Materials provided
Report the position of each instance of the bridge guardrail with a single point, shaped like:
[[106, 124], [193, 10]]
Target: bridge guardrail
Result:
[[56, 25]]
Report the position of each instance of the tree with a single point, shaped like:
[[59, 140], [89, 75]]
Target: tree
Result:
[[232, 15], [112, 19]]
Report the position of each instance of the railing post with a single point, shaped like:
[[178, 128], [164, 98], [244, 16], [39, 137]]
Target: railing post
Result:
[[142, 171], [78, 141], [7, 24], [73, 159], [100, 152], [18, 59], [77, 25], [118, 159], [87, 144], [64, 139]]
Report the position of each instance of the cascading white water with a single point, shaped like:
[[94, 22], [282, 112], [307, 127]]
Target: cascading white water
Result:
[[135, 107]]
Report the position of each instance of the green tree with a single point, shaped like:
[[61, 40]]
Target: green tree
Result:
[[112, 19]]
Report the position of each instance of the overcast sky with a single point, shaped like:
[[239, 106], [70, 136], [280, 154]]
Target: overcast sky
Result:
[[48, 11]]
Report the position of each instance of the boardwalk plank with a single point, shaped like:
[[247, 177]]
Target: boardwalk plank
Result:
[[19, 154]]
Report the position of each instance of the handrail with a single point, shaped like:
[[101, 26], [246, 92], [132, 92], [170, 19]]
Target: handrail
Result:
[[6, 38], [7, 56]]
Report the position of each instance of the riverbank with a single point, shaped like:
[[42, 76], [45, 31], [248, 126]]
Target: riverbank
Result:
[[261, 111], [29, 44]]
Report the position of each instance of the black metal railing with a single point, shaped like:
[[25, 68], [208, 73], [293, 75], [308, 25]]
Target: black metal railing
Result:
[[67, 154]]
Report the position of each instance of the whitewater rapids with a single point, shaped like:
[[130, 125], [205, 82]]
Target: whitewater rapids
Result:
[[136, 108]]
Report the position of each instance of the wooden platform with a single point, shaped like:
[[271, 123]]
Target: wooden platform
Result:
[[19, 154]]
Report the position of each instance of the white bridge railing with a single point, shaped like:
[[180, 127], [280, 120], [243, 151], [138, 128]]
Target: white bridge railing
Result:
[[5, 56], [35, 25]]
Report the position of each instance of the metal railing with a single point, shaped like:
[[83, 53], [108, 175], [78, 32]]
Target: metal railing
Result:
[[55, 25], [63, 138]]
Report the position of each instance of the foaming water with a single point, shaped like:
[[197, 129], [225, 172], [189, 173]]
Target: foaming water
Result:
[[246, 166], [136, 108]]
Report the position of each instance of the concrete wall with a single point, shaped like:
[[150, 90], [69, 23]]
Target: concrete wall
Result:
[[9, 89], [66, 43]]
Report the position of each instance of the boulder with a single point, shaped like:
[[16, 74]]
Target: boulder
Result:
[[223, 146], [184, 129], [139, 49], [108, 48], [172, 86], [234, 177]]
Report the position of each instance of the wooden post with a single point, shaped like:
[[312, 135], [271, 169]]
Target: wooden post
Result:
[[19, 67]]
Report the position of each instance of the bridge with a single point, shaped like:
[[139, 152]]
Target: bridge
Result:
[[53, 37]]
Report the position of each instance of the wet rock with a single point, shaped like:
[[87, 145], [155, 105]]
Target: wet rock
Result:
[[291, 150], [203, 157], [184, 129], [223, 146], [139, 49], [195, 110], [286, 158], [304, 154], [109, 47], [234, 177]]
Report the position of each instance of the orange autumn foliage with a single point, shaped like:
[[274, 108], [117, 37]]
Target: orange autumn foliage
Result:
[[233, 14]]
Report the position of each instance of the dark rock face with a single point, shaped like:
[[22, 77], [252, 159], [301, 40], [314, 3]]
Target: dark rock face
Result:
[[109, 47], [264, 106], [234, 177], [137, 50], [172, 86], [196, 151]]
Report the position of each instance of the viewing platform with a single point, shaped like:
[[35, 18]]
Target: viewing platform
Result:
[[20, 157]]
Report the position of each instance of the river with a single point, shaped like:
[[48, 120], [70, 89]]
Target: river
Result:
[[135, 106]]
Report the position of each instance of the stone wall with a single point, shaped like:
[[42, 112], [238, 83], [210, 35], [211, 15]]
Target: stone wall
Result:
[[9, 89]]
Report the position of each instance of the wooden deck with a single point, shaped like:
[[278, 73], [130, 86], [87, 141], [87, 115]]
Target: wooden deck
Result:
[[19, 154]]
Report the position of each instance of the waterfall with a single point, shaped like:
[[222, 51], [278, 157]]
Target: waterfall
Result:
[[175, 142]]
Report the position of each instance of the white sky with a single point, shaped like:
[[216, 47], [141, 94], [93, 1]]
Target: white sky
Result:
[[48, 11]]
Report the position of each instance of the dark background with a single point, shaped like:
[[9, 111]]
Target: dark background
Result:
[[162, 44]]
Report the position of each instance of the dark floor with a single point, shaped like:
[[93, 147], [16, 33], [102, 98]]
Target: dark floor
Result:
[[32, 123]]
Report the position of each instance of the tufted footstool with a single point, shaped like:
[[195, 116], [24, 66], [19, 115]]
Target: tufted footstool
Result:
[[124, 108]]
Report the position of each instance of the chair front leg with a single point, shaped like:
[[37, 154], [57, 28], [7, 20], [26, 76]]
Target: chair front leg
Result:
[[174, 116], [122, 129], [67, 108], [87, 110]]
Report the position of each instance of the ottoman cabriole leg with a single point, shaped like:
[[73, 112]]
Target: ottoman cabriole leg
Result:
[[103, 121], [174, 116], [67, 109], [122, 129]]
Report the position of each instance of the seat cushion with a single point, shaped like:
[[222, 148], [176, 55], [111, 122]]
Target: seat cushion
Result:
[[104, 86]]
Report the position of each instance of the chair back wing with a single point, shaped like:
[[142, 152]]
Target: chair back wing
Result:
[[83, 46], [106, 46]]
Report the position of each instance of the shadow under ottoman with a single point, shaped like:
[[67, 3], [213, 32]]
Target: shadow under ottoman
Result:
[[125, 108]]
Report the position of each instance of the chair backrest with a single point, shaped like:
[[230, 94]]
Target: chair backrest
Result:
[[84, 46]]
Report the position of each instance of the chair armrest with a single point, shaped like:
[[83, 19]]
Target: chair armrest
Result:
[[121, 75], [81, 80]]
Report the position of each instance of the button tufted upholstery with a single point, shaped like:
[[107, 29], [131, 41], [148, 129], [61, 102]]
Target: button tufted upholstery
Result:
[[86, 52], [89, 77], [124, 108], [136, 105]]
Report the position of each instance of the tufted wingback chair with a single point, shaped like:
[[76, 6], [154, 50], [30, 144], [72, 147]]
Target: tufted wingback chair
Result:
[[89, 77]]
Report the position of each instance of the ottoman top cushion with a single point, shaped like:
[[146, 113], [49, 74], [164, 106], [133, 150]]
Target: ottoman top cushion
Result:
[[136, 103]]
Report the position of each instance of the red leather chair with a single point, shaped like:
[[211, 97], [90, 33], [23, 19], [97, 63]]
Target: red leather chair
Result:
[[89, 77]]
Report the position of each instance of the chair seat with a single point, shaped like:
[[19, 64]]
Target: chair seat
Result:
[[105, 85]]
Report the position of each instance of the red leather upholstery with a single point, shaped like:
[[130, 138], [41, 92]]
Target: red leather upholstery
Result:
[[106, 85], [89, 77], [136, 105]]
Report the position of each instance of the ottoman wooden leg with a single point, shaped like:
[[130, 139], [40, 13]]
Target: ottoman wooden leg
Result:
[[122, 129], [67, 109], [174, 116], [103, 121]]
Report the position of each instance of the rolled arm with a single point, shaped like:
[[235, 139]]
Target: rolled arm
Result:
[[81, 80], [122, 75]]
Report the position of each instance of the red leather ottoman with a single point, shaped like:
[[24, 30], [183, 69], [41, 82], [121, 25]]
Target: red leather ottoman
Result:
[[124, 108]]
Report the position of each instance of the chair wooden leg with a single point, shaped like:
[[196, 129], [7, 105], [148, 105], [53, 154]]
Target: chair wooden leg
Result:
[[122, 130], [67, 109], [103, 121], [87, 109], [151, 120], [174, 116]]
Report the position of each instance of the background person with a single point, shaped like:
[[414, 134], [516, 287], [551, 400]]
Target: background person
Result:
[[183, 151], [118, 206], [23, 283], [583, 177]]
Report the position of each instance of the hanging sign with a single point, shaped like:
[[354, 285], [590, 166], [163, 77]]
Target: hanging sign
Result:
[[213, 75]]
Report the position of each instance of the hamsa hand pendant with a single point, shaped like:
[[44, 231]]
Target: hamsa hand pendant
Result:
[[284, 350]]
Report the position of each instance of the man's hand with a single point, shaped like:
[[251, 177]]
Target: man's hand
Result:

Requirements
In the entries above, find the line containing "Report the position of each instance of the chair wooden". Set down that line and every line after it through the last one, exactly and alone.

Answer to the exercise
Report the position of each instance of the chair wooden leg with a single point, shaped like:
[[196, 129], [7, 105], [148, 105], [53, 154]]
Target: chair wooden leg
Result:
[[122, 130], [67, 109], [103, 121], [87, 109], [151, 120], [174, 116]]
Report the position of each instance of the background person with a single point, shaped like:
[[414, 134], [516, 287], [551, 400]]
Target: background person
Result:
[[183, 151], [118, 206], [23, 283], [583, 177]]
Report the position of each instance of the hanging sign with a single point, shaped like:
[[354, 285], [590, 166], [163, 77]]
Target: hanging sign
Result:
[[213, 75]]
Report the position of each instance of the hamsa hand pendant with a single point, shaped like:
[[44, 231]]
Target: hamsa hand pendant
Result:
[[284, 350]]
Report the position of each instance of the man's hand with a single point, shaped like:
[[251, 177]]
Target: man's hand
Result:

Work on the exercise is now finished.